## Directions
Omit every picture and output the rest of the records exactly as they are.

## Entries
- - - - -

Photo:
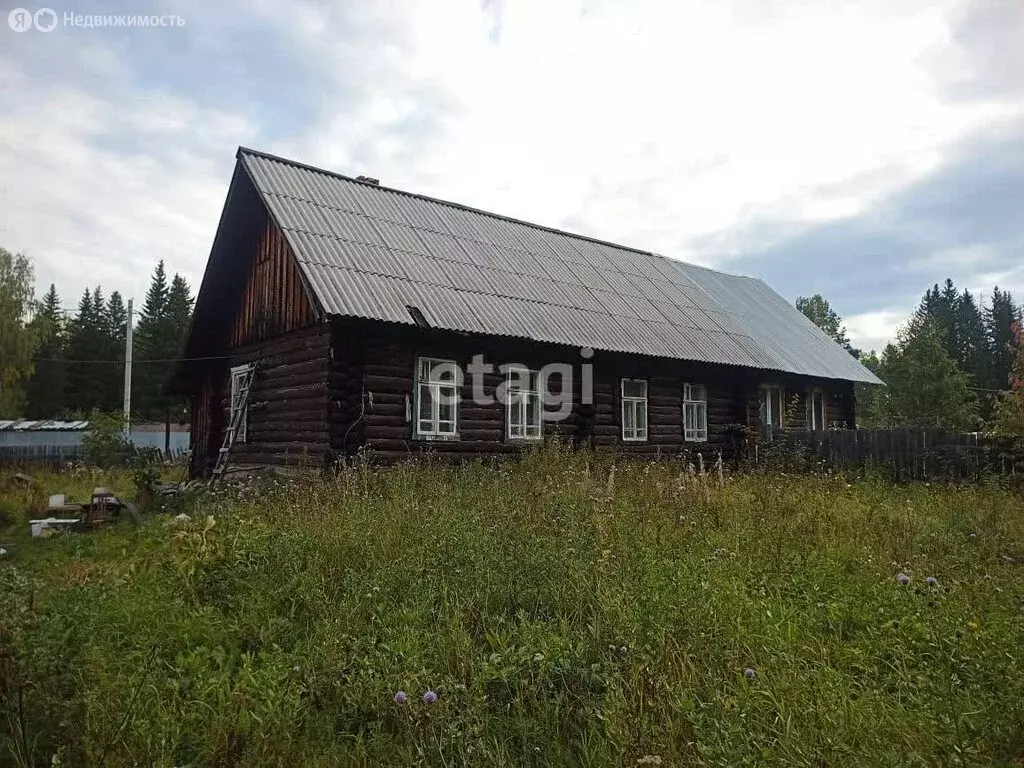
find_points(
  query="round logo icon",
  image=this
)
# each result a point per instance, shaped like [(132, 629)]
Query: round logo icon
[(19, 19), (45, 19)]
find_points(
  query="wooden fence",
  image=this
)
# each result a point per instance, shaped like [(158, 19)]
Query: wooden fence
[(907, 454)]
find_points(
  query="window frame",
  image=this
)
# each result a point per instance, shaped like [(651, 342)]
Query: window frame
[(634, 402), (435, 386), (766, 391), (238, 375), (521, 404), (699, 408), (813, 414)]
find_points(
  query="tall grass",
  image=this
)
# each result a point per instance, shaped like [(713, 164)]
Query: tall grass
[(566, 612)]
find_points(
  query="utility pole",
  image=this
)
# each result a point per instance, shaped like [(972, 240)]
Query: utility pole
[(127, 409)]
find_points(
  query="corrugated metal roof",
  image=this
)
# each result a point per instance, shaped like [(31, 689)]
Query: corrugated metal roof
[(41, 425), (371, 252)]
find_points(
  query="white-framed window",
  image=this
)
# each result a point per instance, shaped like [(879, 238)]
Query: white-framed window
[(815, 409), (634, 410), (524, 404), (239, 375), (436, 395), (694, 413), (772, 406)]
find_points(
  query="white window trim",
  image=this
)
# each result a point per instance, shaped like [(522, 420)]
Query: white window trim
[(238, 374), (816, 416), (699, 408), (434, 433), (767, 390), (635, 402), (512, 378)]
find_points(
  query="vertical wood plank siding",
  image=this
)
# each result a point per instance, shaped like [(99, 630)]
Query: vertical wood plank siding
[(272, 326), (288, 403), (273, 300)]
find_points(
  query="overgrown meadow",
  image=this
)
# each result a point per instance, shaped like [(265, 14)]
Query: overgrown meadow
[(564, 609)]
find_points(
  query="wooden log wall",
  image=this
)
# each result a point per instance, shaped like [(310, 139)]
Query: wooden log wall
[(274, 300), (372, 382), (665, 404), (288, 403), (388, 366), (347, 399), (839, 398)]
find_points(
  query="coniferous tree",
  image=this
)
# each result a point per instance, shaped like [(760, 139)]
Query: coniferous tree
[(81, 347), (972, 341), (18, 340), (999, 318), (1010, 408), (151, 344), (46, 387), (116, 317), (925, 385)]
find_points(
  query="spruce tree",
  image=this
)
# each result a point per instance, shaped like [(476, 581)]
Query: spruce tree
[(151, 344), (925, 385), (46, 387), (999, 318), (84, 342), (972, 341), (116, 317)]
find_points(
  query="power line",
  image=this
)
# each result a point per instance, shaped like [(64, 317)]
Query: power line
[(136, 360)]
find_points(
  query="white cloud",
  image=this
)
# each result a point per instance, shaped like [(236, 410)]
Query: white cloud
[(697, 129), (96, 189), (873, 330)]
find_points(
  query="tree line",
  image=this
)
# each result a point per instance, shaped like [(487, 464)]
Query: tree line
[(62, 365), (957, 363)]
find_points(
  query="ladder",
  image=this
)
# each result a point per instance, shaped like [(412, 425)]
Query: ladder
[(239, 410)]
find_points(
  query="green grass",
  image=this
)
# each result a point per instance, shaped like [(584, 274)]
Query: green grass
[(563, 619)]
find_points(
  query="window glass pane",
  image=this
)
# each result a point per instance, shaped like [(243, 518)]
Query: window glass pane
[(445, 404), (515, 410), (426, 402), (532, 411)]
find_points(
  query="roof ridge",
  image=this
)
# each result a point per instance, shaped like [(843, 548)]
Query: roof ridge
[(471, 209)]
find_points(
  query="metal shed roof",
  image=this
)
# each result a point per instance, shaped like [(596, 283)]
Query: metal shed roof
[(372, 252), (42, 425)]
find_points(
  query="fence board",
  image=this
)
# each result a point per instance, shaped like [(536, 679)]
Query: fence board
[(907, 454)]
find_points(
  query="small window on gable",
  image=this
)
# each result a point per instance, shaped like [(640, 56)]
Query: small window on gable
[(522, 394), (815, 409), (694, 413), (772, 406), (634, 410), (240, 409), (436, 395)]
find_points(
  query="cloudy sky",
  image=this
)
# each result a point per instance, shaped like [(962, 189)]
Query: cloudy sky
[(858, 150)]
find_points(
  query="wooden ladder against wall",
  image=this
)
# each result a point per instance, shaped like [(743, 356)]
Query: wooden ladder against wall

- - - - -

## Finished task
Photo:
find_points(
  query="round logo icon",
  image=this
)
# each result a point per instance, shaped like [(132, 629)]
Query: round logo icon
[(19, 19), (45, 19)]
find_points(
  query="wooden fence",
  image=this
)
# each result a point per instance, shaped like [(158, 19)]
Query: wooden fence
[(907, 454)]
find_points(
  query="window frame",
  image=this
)
# each result a point per instance, shaped like [(651, 342)]
Query: window frame
[(634, 402), (435, 386), (766, 391), (238, 375), (521, 404), (699, 408), (813, 414)]
find_points(
  query="tall grass",
  image=this
)
# each result a point per instance, shaped like [(713, 164)]
Query: tall grass
[(566, 612)]
find_points(
  query="utility pole",
  image=this
)
# each result a point per instance, shaped like [(972, 240)]
Query: utility pole
[(127, 409)]
find_points(
  query="corrugated metal roof",
  image=this
)
# each result a point per instance, shaped like [(31, 689)]
Query: corrugated metal roof
[(41, 425), (371, 252)]
find_points(
  query="white-framed window",
  image=this
)
# each result a point per instance, shaped like [(879, 238)]
Query: white-framed window
[(815, 409), (634, 410), (524, 404), (239, 375), (436, 395), (694, 413), (772, 406)]
find_points(
  query="white window trim",
  image=this
)
# each result a point per instance, shaped like [(522, 420)]
Query: white window trim
[(238, 374), (816, 416), (699, 408), (434, 433), (767, 390), (635, 402), (512, 378)]
find_points(
  query="vertical wood plank siding",
  image=this
)
# each result a point per instance, shaped like [(99, 630)]
Query: vertical wood plank siding
[(272, 326), (288, 403), (273, 300)]
find_points(
  query="overgrown meadow",
  image=this
)
# each result a point per instance, shaped like [(265, 14)]
Query: overgrown meadow
[(564, 609)]
find_points(
  query="wooden log wall",
  image=this
)
# each result a point per instance, shaped like [(310, 139)]
Query: wooden log wall
[(274, 300), (372, 382), (665, 404), (288, 403), (388, 366), (347, 399), (839, 398)]
find_points(
  query="coniferous tree",
  image=this
)
# each result a point per instance, shaped like [(760, 139)]
Query: coniferous tree
[(81, 347), (972, 341), (18, 340), (999, 318), (1010, 408), (151, 344), (46, 387), (116, 317), (925, 385)]
find_points(
  query="spruce tree",
  image=this
)
# each result a point per instance, shaped like [(476, 581)]
Query: spruce tree
[(151, 344), (925, 385), (46, 387), (999, 318), (84, 342), (972, 341), (116, 317)]
find_points(
  query="power line",
  image=this
)
# each result a point per instance, shaped like [(64, 317)]
Query: power line
[(136, 360)]
find_points(
  query="white cloud",
  image=this
)
# each result a point per instance, shaped like [(236, 410)]
Query: white cloud
[(697, 129), (96, 189), (873, 330)]
find_points(
  query="tree line",
  image=this
)
# each result a point per instance, shaped like [(487, 464)]
Query: tree line
[(62, 365), (957, 363)]
find_points(
  query="ladder",
  image=this
)
# each result a point per instance, shaped like [(412, 425)]
Query: ladder
[(239, 410)]
find_points(
  query="green grass",
  image=this
)
# each result a point per instance, shaped like [(584, 274)]
Query: green grass
[(563, 619)]
find_points(
  query="window glass pane",
  image=this
)
# each result a point per instance, shaped like [(243, 518)]
Query: window glass pane
[(445, 404), (515, 410), (426, 402), (532, 411)]
find_points(
  query="roof ridge",
  image=this
)
# each result a point per instance, shaped like [(843, 548)]
Query: roof ridge
[(471, 209)]
find_points(
  query="metal shed roof",
  image=this
)
# each result a point per instance, shaped like [(596, 283)]
Query: metal shed roof
[(372, 252), (42, 425)]
find_points(
  query="fence board",
  image=this
)
# each result a point per instance, shaped like [(536, 679)]
Query: fence board
[(907, 454)]
find_points(
  query="small window on gable",
  image=this
)
# each result a point per instance, shaped like [(640, 56)]
Query: small window on gable
[(522, 394), (815, 409), (694, 413), (772, 406), (634, 410), (240, 409), (436, 395)]
find_points(
  query="cloudy sky",
  image=this
)
# each result a point per instance, shaped like [(962, 189)]
Query: cloudy sky
[(858, 150)]
find_points(
  query="wooden ladder against wall",
  image=this
)
# each result a point per instance, shaped like [(743, 356)]
Query: wooden ladder against wall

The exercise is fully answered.